» **Aim of the task**
Copy every line of the records below word for word, but leave the pictures out.

(begin)

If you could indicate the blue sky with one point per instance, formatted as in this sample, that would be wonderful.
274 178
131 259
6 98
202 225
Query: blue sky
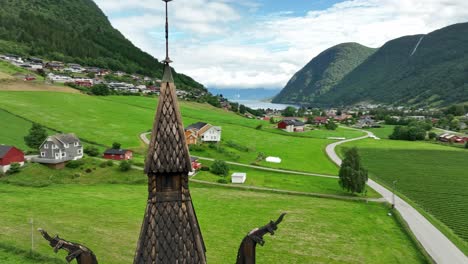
263 43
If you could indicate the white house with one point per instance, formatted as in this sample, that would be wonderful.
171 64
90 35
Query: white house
213 134
239 177
59 78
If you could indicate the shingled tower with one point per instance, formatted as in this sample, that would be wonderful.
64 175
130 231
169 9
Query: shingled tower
170 232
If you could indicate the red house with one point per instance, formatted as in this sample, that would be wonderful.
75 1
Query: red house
321 120
118 154
195 164
9 155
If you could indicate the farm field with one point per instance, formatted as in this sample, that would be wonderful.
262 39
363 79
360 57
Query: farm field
122 119
430 175
110 214
277 180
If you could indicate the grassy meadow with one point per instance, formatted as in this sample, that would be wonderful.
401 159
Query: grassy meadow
118 118
107 218
432 176
282 181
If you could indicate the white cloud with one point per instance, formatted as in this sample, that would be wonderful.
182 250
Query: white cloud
224 44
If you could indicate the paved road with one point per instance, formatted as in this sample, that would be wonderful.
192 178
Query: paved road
146 141
439 247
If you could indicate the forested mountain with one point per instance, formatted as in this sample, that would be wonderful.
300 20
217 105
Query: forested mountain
74 31
323 72
420 70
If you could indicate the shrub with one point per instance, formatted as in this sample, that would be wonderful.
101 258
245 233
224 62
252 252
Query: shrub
116 145
223 181
73 164
220 168
91 151
14 168
331 125
353 176
125 165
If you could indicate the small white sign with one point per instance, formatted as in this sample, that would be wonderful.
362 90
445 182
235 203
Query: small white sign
273 159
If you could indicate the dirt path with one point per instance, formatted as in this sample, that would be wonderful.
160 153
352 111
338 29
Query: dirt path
437 245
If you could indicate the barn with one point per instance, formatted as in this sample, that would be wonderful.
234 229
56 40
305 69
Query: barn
118 154
9 155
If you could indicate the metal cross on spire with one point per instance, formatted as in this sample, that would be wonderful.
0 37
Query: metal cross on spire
167 60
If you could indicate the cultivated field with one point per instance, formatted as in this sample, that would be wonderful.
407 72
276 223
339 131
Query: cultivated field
107 218
118 118
432 176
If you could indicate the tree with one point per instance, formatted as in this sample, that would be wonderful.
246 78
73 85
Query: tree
220 168
37 135
353 176
125 165
91 151
100 89
289 111
14 168
331 125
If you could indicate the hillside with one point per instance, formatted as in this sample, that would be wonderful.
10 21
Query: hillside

(end)

» **The completed task**
If you could indicate the blue sky with one point per instance, formatted as in this sample, that would be wonderful.
274 178
131 259
6 98
202 225
Query: blue sky
263 43
If you could indicate the white house with one point per instance, formatted as in this sample, that would be wonderful.
171 64
90 35
Query: white house
213 134
239 177
59 78
If you could indicate the shingled tower with one point per instance, formatted as in this sample, that would be wonderful.
64 175
130 231
169 9
Query: shingled tower
170 232
If you could indicate the red house with one point per instance, formatted as in this sample, that would be wonderful.
75 1
Query: red house
321 120
118 154
195 164
9 155
If you could indicate the farm field with one point per instance, formatted as in this sample, that would be wonderful.
262 39
363 79
360 57
Query: farm field
122 119
430 175
110 214
277 180
If you could indicate the grassy meadow with one point per instance, formatted as in this sample, that would be wonderful.
401 159
Query: grassy meadow
118 118
107 218
432 176
282 181
If you could indicate the white cloud with one point per instance, formatted as in this sample, that would be wonderful.
182 250
Query: white cloud
224 44
If you could indicate the paved road with one point per instance, formatted as in this sample, that would be wonderful.
192 178
Query: paved road
146 141
439 247
If you could indicate the forested mountain with one point per instance, formatted as in this sample, that would be wonderful.
300 20
217 105
Query: forested mountain
74 31
323 72
420 70
If you could indicate the shrub with one point per instance, formatted as in this sample, that would be wonderful.
101 258
245 233
224 62
252 252
Query: shrub
116 145
223 181
73 164
220 168
91 151
14 168
331 125
353 176
125 165
If you could indicate the small white sign with one point per instance, formatted as in this sample, that would be wonderful.
362 90
445 182
235 203
Query: small white sign
273 159
If you could indicate the dirt path with one point per instance, formatted as in this sample, that would be wonderful.
160 153
352 111
338 29
Query: dirt path
437 245
If you could indicate the barn with one point per instance, formatted as in this sample, that would be wonderful.
234 229
56 40
305 69
Query: barn
118 154
9 155
If you could indicate the metal cross on spire with one point per instance, formatted as in this sample, that would be wonderful.
0 37
Query: metal cross on spire
167 60
If you could indicate the cultivated field with one point per instance, formatted as in this sample, that would be wonderful.
407 72
276 223
339 131
Query: cultivated field
107 218
118 118
432 176
If you could indicate the tree with one point per instance, formatted as in this sample, that would be wonderful.
246 78
73 85
Query: tree
220 168
37 135
353 176
125 165
91 151
100 89
289 111
14 168
331 125
If you could indicate the hillside with one point per instance, formatted as in this sample, that would be wonderful.
10 21
Query: hillside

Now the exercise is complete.